Some of the energy-efficient pricing strategies are being discussed in the article Energy-Aware Pricing in a Three-Tiered Cloud Service Market by Paul et al. [9], which presented an interesting new theoretical framework that could be useful when implementing a sustainable pricing policy along with a corresponding optimal resource provisioning policy. These researchers have also provided performance evaluation on subjects including electricity price, renewable generation, workload service request, and operational details of the data centers using actual datasets [6,10].

2.1. NFV (Network Function Virtualization) and Trend of Virtualization

Since the current telecommunication network consists of the dedicated equipment of network equipment manufacturers, it has to be remade in order to apply new services and technologies. Thus, the telecommunication service provider was burdened with excessive cost and time consumption for introduction, for instance. Such disadvantages can be reduced if NFV (Network Function Virtualization) is used. As such, telecommunication service providers grew interested in it [10,11].
NFV involves separating hardware and software on various NEs (pieces of Network Equipment) on the network by applying the virtualization concept. The separation between hardware and software was made possible by using a hypervisor. Hardware induces the reduction of investment cost by using a compatible IT server. Software can be operated since it is mounted on the virtualized environment regardless of hardware and OS, thereby enabling easing the dependency on hardware. Aside from this effect, it is a compatible piece of hardware [11,12].
Therefore, NFV is a technology that virtualizes the main necessary functions of the network at the compatible server with high performance computing power instead of expensive equipment. It is an execution of the existing Physical Network Function (PNF) by means of virtualization at the VM server or compatible equipment. It does not need to purchase expensive equipment. By installing an application that performs the networking function on the general server, however, it enables the construction of inexpensive infrastructure. The L4–L7 middle box service functions of telecommunication service providers, which are sold at a high price considering the dense combination of specific hardware can be realized as a cheap compatible service through application. Since NFV provides a network function to the server through application operation, it does not need to install new equipment and reduces the purchasing cost and operating cost. Moreover, since it realizes network infrastructure through software, network function improvement through software upgrade is made possible, including central concentrated control [13,14].
Meanwhile, since the existing network equipment provides one Physical Network Function (PNF) at one physical network equipment, there is no competition on the hardware resource. If multiple hypervisors or applications are installed on one server, however, hypervisors or applications compete for limited computing resources.
Due to resource competition, there may be a Virtualized Network Function (VNF) placed in the lower priority and which cannot be allocated with computing resources sufficiently. At this point, there is an imbalance of network resource use between the final user allocated with plenty of resources and the user using VNP in high priority. Accordingly, there is an unintended service quality difference or a traffic processing priority between users. Figure 1 shows vision of network function virtualization.

2.2. NFV Standardization

The standardization of NFV technology involves the definition of the structure of NFV and block of the main functions by ETSI (European Telecommunications Standards Institute, Sophia-Antipolis, France) and promotion of the standard on the open networking technology that operates by connecting the block interface with the standardized interface.

### LISTED RECORDS
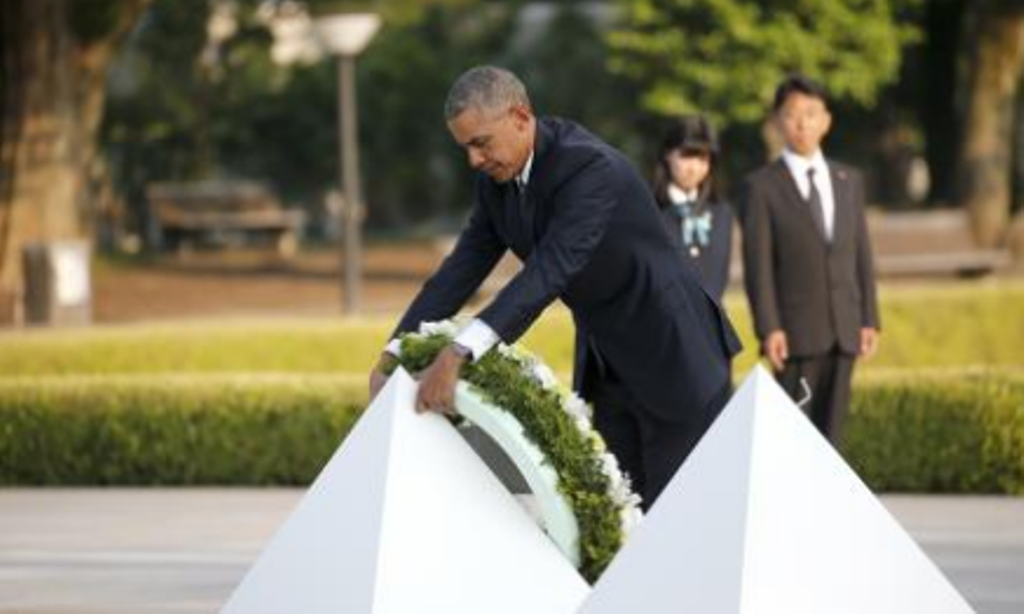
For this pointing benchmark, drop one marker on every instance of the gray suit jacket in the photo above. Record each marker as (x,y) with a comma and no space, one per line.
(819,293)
* * *
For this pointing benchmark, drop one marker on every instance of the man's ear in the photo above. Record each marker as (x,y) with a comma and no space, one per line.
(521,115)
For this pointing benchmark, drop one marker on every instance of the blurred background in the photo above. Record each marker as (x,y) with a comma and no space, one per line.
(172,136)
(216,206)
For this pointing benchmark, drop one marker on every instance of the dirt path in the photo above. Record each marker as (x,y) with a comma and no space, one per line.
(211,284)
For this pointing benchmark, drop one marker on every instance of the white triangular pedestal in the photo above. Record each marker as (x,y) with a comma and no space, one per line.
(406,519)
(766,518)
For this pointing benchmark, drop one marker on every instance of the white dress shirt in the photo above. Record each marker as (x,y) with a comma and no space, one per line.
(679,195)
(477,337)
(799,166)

### SET TASK 1
Duplicate the network function virtualization passage, starting with "Due to resource" and going on through "the standardized interface.".
### SET TASK 2
Show every line of the records that contains the word "white". Case counts.

### EXERCISE RESPONSE 1
Due to resource competition, there may be a Virtualized Network Function (VNF) placed in the lower priority and which cannot be allocated with computing resources sufficiently. At this point, there is an imbalance of network resource use between the final user allocated with plenty of resources and the user using VNP in high priority. Accordingly, there is an unintended service quality difference or a traffic processing priority between users. Figure 1 shows vision of network function virtualization.

2.2. NFV Standardization

The standardization of NFV technology involves the definition of the structure of NFV and block of the main functions by ETSI (European Telecommunications Standards Institute, Sophia-Antipolis, France) and promotion of the standard on the open networking technology that operates by connecting the block interface with the standardized interface.

### EXERCISE RESPONSE 2
For this pointing benchmark, drop one marker on every instance of the white triangular pedestal in the photo above. Record each marker as (x,y) with a comma and no space, one per line.
For this pointing benchmark, drop one marker on every instance of the white dress shirt in the photo above. Record each marker as (x,y) with a comma and no space, one per line.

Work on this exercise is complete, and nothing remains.